▶ APPLY WHAT YOU READ:
1. Answer these questions from the passage on differentiating curriculum:
(a) Which populations does the passage name as ones whose needs teachers must differentiate curriculum for?
(b) What position did Debbie LeeKeenan hold?
(c) What did she remind staff members of?
2. Print the stretch of the passage on differentiating curriculum from "Not every learner" through "So what’s fair?".

Not every learner is the same — far from it. As such, contemporary teachers are mandated to differentiate curriculum according to the needs of multiple populations, including my coterie of “gifteds” as well as English Language Learners, Standard English Learners, Special Education Students, and Culturally Diverse Students. Perhaps building in strategies and affordances is less blunt than tracking… but it bridges that divide between disinterested uniformity and designated distribution… My former boss, Eliot-Pearson Children’s School Director Debbie LeeKeenan, used to remind we staff members that fair isn’t the same as equal. So what’s fair?

▶ DATASET EXCERPT:
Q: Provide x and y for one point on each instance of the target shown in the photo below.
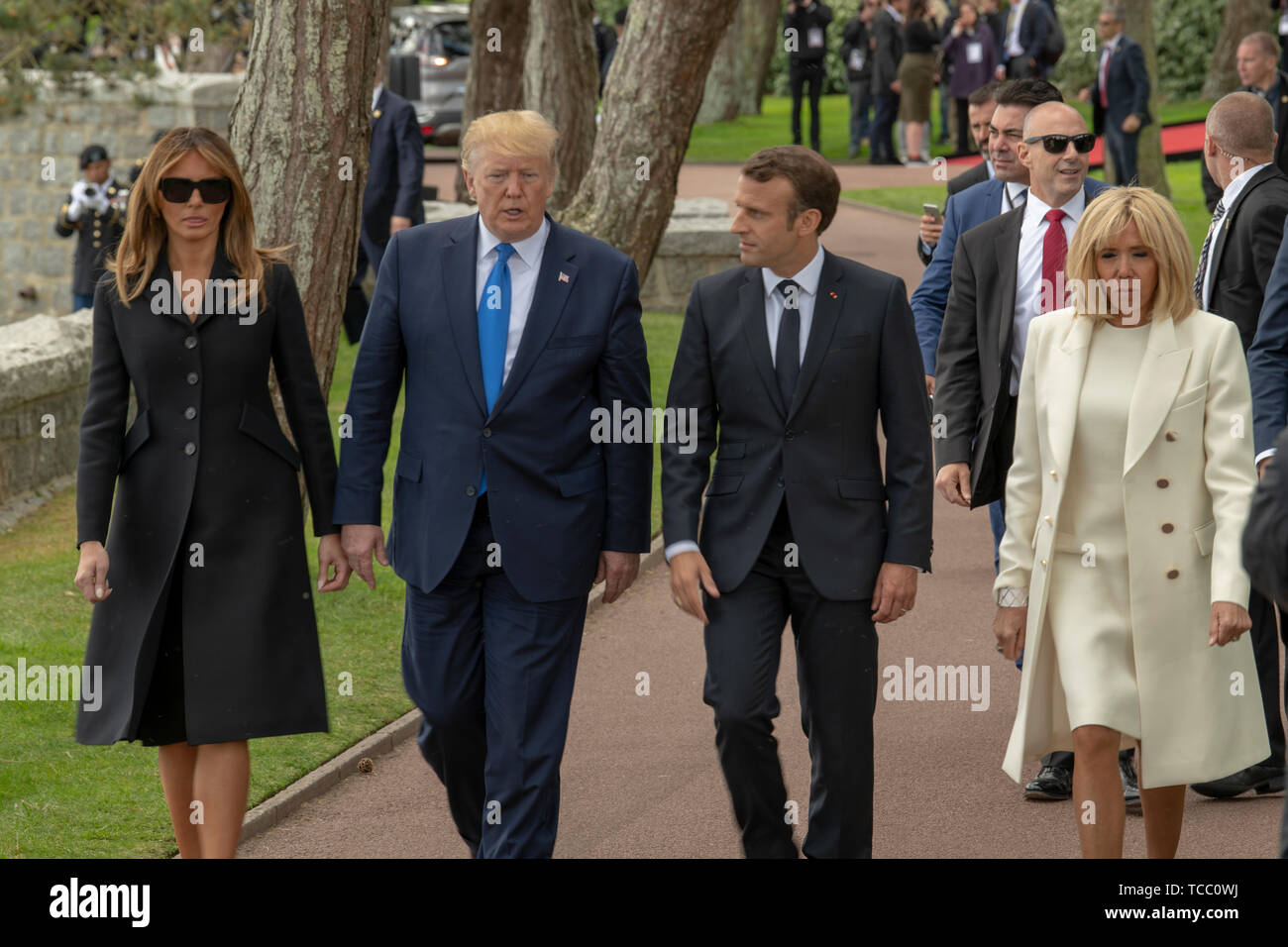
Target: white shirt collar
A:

▶ RESPONSES TO THE TASKS:
1.
(a) "Gifteds," English Language Learners, Standard English Learners, Special Education Students, and Culturally Diverse Students.
(b) She was the Eliot-Pearson Children's School Director.
(c) She reminded them that fair isn't the same as equal.

2.
Not every learner is the same — far from it. As such, contemporary teachers are mandated to differentiate curriculum according to the needs of multiple populations, including my coterie of “gifteds” as well as English Language Learners, Standard English Learners, Special Education Students, and Culturally Diverse Students. Perhaps building in strategies and affordances is less blunt than tracking… but it bridges that divide between disinterested uniformity and designated distribution… My former boss, Eliot-Pearson Children’s School Director Debbie LeeKeenan, used to remind we staff members that fair isn’t the same as equal. So what’s fair?